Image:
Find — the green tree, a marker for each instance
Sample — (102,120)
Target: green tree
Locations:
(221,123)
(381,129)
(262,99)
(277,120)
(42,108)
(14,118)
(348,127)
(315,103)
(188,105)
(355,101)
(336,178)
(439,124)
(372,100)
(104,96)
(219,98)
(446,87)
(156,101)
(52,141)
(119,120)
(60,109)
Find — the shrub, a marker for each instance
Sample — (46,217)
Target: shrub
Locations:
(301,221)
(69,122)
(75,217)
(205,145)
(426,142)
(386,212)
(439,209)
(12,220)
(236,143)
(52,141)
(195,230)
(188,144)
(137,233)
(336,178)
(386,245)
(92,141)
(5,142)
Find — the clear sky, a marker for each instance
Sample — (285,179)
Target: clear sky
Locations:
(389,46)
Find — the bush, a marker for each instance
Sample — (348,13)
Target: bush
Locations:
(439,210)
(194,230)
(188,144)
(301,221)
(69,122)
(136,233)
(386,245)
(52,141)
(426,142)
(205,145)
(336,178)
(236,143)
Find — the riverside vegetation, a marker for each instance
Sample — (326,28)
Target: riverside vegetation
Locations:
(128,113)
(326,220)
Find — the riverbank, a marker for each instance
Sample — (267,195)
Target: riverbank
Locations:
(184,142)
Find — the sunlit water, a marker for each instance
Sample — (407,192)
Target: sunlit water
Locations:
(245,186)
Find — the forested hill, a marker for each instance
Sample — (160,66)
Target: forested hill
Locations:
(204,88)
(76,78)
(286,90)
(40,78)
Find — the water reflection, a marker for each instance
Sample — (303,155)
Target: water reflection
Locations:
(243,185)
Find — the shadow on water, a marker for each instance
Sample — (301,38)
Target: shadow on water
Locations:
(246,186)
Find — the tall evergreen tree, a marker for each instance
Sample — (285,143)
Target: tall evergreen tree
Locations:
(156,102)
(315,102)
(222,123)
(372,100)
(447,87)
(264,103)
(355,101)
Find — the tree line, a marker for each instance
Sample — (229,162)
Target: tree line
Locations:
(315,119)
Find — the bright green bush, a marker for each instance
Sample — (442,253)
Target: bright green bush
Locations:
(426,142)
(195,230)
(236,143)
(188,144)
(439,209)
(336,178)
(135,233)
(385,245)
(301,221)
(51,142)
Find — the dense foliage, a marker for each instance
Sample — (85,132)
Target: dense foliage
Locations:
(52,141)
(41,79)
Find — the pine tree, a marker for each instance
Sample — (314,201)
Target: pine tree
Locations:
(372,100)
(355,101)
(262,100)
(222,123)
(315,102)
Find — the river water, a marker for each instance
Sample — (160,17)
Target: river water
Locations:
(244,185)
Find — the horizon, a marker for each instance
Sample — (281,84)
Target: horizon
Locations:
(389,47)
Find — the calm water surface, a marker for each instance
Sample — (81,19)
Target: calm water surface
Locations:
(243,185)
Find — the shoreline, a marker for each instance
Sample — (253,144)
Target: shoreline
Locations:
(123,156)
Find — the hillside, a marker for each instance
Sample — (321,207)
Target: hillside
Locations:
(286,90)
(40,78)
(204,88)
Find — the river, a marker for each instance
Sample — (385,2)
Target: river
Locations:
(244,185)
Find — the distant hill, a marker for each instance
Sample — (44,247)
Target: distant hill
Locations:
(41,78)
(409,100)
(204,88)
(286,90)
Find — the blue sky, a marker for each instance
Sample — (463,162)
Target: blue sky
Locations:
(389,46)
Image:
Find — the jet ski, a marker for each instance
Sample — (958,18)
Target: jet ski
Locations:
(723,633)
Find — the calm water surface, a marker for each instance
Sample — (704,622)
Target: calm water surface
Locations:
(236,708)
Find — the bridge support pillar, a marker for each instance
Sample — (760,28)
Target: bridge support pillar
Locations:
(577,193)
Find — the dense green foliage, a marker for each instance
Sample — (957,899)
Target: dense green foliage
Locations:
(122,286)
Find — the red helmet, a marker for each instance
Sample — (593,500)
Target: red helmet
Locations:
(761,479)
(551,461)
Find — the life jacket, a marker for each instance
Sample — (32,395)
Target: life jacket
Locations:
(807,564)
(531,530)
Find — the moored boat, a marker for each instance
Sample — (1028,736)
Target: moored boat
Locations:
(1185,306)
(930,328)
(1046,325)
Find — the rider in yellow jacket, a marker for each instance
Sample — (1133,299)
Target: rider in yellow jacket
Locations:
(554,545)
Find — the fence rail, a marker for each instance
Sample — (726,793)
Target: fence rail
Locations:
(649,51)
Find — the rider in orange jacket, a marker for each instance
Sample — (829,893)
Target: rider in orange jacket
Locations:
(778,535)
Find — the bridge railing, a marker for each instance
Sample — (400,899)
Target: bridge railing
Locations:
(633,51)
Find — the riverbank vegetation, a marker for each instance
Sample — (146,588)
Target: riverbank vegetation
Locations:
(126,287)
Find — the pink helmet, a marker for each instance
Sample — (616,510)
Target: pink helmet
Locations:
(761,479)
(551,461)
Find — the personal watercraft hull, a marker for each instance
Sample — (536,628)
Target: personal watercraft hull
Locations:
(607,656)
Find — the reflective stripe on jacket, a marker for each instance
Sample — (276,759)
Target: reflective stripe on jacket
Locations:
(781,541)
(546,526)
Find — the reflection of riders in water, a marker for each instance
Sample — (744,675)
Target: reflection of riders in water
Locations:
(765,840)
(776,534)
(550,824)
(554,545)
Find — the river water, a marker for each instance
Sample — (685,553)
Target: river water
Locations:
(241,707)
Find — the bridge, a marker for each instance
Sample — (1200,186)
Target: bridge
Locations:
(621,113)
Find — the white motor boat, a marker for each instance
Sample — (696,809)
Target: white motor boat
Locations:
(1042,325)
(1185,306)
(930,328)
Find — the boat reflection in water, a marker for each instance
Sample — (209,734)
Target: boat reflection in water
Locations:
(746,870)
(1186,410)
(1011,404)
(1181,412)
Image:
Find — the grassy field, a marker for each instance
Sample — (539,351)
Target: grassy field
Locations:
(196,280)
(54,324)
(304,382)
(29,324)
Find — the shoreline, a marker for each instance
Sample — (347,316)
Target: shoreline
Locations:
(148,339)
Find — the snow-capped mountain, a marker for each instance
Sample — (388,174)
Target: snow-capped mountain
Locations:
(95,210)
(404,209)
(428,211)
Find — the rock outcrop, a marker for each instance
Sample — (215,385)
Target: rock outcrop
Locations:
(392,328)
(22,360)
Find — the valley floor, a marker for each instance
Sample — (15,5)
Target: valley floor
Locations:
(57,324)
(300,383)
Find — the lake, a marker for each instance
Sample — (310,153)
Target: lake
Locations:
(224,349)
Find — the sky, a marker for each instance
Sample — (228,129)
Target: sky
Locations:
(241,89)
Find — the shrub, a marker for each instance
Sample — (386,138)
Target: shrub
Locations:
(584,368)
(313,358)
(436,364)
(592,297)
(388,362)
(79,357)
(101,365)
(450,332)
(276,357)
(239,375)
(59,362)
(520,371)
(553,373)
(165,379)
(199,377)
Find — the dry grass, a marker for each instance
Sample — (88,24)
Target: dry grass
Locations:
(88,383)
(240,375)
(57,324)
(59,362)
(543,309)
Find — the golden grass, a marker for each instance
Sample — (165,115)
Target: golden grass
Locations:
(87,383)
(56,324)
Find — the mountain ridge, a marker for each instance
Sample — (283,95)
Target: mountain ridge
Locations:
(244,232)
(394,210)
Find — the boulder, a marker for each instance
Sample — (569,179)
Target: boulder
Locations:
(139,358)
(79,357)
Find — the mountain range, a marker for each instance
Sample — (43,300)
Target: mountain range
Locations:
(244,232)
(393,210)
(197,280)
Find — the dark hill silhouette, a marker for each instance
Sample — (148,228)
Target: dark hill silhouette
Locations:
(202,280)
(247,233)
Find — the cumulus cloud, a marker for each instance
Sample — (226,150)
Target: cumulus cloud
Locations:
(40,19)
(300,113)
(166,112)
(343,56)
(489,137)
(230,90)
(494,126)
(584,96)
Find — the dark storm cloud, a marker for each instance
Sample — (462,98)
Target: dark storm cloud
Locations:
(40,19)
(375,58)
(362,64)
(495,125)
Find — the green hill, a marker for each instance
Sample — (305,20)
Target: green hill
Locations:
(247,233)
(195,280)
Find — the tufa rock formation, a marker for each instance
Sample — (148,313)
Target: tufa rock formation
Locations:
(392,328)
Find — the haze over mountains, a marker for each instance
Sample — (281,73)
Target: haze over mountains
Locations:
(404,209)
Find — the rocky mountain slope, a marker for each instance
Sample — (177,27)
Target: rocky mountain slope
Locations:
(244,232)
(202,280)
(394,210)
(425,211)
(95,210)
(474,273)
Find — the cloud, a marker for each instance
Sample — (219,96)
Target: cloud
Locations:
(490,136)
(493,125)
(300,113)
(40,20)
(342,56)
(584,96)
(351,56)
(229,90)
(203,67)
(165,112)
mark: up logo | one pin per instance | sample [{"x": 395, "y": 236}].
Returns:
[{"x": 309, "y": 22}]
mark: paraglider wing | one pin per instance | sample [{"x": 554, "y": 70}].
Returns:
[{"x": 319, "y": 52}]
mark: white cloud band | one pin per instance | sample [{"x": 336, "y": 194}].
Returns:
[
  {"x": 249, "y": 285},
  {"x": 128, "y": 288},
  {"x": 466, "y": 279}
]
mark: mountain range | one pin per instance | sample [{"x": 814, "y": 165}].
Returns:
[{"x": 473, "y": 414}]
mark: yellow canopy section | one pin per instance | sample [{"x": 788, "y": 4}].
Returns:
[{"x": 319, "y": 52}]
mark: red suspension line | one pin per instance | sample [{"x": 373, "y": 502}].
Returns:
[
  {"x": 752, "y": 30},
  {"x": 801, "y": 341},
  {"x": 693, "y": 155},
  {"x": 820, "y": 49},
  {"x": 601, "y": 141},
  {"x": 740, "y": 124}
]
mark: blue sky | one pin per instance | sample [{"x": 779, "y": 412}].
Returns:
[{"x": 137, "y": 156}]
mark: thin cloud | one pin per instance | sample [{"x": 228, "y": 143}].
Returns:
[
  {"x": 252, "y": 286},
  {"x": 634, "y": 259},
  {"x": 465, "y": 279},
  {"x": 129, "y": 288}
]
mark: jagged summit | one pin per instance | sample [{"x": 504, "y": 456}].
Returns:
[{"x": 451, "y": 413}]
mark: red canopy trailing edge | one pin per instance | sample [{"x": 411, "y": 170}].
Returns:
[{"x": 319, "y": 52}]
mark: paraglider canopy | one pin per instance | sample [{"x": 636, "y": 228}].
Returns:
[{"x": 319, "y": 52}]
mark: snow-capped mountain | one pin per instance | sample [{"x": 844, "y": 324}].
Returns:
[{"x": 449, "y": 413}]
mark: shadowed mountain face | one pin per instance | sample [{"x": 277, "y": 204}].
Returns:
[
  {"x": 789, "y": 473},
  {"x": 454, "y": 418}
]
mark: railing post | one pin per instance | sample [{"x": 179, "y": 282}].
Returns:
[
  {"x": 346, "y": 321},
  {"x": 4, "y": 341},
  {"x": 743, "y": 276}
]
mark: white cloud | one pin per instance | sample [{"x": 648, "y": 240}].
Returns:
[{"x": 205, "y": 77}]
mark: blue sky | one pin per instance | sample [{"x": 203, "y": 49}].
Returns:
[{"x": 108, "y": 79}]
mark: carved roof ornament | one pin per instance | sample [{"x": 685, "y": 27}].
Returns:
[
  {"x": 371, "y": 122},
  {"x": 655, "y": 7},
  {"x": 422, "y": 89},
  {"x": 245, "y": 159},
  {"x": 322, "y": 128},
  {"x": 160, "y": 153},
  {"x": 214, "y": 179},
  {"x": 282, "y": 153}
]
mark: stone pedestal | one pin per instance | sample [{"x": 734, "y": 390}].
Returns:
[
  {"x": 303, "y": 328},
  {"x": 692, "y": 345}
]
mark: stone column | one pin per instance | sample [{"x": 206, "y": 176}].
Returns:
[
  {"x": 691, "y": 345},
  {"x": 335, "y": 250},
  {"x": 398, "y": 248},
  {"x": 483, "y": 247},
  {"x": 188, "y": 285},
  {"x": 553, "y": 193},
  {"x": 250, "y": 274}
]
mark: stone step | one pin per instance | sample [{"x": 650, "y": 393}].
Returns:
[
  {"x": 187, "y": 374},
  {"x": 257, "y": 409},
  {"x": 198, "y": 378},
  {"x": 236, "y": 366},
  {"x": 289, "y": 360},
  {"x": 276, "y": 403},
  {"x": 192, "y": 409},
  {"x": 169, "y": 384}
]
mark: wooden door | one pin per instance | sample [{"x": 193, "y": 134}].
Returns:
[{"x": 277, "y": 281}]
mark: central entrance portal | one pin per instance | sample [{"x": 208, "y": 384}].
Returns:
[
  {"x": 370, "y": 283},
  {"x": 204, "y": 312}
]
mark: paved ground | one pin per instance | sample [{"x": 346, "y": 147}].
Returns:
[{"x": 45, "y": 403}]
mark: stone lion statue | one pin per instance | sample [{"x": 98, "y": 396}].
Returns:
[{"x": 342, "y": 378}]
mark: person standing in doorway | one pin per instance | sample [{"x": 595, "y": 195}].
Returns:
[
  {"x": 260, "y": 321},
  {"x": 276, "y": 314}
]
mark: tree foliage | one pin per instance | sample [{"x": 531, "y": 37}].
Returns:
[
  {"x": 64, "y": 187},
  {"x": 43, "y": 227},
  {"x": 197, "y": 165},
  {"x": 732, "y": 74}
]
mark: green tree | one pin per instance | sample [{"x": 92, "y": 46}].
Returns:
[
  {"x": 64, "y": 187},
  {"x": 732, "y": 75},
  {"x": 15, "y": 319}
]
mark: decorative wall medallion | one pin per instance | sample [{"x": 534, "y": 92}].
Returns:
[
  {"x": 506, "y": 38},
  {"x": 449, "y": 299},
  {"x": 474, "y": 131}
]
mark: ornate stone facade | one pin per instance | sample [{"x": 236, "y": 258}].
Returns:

● Task to carry out
Where a line in the listing above includes the string "over", copy that line.

● Task result
Find — the haze over mountains, a marker for each instance
Target: haze over mountains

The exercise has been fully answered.